◆ **About this exercise**
Scan the lines below for the word "shaped". Copy each line you find it in.

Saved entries
- - - - - - -
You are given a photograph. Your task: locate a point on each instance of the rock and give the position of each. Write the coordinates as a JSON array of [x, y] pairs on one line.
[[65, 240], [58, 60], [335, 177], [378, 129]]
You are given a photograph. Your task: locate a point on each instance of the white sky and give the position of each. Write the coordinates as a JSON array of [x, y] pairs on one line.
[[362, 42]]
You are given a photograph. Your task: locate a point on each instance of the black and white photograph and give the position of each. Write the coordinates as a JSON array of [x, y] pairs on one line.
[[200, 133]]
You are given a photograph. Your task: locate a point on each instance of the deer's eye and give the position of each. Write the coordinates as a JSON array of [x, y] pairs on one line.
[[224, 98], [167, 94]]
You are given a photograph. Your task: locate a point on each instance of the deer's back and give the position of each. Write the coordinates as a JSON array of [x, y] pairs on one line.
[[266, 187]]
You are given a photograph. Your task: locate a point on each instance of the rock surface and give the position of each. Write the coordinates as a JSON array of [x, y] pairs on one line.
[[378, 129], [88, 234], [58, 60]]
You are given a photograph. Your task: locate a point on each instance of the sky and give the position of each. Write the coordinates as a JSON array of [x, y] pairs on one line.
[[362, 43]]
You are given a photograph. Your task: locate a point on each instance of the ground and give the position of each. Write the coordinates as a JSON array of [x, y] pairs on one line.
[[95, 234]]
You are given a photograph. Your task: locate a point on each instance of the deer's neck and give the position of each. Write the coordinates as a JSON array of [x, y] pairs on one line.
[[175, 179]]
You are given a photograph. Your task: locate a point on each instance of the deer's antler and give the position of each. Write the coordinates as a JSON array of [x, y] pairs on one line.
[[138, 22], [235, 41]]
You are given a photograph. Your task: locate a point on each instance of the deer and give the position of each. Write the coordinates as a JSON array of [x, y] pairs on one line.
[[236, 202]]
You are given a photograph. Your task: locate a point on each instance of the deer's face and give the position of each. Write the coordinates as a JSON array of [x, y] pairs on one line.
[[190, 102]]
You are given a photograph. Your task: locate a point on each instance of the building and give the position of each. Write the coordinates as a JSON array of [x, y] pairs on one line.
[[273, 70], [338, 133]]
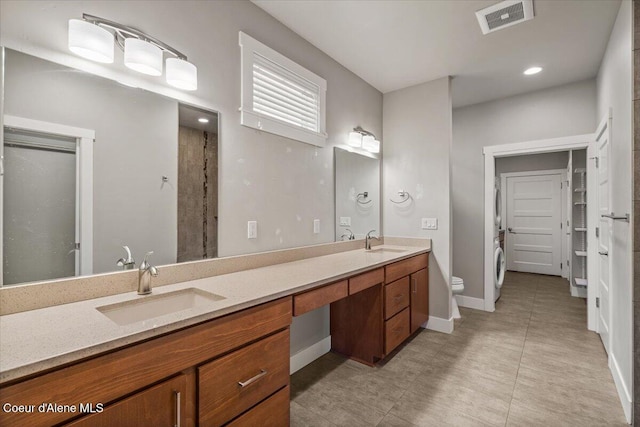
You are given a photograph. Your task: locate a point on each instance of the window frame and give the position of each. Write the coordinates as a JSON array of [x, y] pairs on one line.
[[248, 117]]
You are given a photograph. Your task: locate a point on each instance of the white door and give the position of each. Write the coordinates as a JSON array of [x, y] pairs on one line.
[[605, 233], [534, 243]]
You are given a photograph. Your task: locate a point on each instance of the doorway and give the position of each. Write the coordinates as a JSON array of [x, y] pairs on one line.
[[534, 221], [47, 225]]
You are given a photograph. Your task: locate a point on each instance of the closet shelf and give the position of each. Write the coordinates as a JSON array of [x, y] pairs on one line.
[[580, 281]]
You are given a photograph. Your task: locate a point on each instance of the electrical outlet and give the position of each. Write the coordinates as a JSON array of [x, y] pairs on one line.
[[429, 223], [252, 230]]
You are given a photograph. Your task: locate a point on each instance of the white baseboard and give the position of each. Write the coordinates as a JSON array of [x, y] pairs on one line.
[[470, 302], [440, 325], [309, 354], [623, 390]]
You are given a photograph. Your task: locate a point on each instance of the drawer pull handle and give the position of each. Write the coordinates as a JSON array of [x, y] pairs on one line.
[[177, 396], [250, 381]]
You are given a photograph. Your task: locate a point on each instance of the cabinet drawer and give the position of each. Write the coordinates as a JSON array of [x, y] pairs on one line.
[[396, 297], [316, 298], [366, 280], [160, 405], [108, 377], [234, 383], [273, 412], [405, 267], [396, 330]]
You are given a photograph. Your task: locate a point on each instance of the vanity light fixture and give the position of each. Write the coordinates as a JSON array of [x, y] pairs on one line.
[[93, 38], [365, 139], [531, 71]]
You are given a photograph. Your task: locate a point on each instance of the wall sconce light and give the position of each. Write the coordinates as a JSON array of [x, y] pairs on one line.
[[365, 139], [93, 38]]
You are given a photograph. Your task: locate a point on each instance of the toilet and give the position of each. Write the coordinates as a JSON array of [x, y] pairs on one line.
[[457, 288]]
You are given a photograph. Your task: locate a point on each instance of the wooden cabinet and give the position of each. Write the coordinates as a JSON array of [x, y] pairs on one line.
[[163, 405], [369, 324], [134, 372], [230, 385], [419, 298]]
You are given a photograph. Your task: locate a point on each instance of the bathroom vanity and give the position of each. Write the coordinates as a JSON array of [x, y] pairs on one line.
[[228, 365]]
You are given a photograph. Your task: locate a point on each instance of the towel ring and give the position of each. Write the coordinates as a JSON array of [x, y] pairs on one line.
[[360, 197], [404, 196]]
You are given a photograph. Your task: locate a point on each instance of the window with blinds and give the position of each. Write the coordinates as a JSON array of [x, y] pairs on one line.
[[279, 96]]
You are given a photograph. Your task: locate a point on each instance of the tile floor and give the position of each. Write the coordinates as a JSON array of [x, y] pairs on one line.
[[530, 363]]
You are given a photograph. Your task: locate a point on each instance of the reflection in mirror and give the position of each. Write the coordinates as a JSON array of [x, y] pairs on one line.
[[91, 166], [357, 194]]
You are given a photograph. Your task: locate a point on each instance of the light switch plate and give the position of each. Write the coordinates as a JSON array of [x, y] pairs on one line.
[[429, 223], [252, 229]]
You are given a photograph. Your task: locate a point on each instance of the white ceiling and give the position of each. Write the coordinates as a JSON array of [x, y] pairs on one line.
[[396, 44]]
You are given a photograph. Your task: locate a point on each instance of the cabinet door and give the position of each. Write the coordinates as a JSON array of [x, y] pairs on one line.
[[160, 405], [419, 298]]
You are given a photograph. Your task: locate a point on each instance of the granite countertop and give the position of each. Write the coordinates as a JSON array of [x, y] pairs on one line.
[[46, 338]]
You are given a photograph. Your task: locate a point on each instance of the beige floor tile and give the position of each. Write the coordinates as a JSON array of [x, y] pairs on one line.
[[530, 363]]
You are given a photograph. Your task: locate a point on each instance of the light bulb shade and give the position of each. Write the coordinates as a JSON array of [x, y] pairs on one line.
[[142, 57], [90, 41], [355, 139], [372, 146], [182, 74]]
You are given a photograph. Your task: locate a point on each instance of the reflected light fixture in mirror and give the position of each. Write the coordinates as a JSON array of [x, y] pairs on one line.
[[365, 139], [143, 57], [90, 41], [92, 37]]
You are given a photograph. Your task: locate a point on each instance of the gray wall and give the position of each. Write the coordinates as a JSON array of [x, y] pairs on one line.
[[615, 92], [560, 111], [136, 144], [532, 162], [355, 174], [417, 156], [281, 183]]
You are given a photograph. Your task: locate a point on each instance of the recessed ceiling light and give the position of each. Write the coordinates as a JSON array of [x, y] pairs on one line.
[[531, 71]]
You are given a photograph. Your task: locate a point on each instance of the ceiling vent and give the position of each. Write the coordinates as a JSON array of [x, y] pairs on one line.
[[504, 14]]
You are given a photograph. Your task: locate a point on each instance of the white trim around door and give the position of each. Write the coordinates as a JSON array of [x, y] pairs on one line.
[[84, 181], [577, 142]]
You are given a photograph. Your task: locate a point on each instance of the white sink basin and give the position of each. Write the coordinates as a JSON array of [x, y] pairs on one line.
[[387, 250], [150, 307]]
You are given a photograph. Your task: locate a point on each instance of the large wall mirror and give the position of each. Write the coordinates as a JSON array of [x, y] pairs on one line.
[[91, 165], [357, 192]]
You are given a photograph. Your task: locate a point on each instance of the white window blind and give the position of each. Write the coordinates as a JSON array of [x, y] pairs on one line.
[[279, 96]]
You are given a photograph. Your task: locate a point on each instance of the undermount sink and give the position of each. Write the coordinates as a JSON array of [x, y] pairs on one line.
[[387, 250], [150, 307]]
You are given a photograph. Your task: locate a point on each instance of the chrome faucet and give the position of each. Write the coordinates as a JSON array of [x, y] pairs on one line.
[[127, 263], [349, 236], [367, 240], [145, 272]]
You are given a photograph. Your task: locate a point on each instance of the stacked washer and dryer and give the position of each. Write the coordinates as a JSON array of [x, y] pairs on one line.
[[499, 262]]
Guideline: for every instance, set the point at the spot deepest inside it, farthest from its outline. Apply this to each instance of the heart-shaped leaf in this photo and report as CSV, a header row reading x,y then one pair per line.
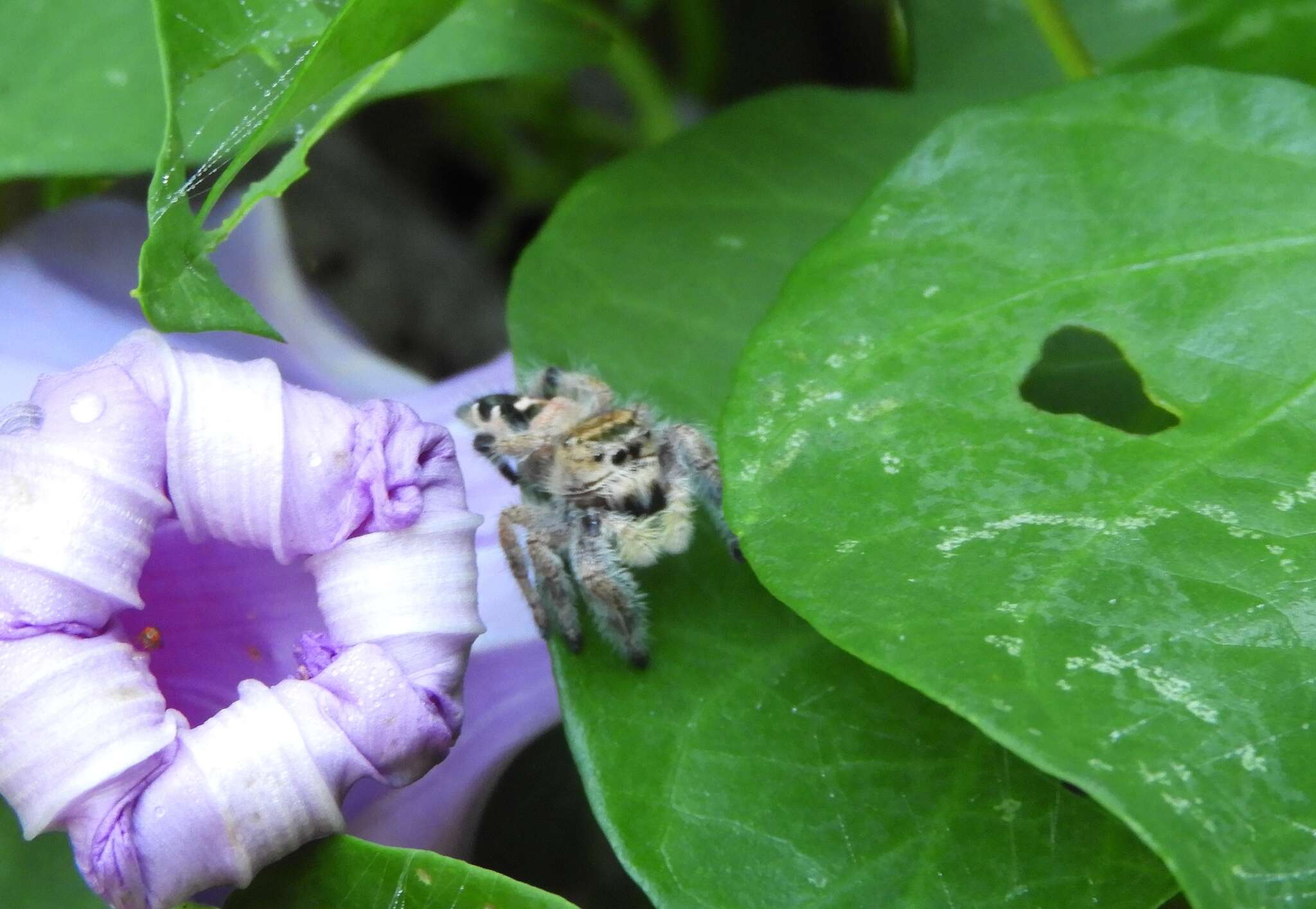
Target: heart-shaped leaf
- - - - - - -
◆ **Result of the task**
Guideline: for every instance, set the point at the spot deepest inside it, farthest from its outline. Apply this to each instance of the heart-shaped leaf in this photo and report as CSV, a header row reading x,y then one pair per line.
Target: heart-shaped leaf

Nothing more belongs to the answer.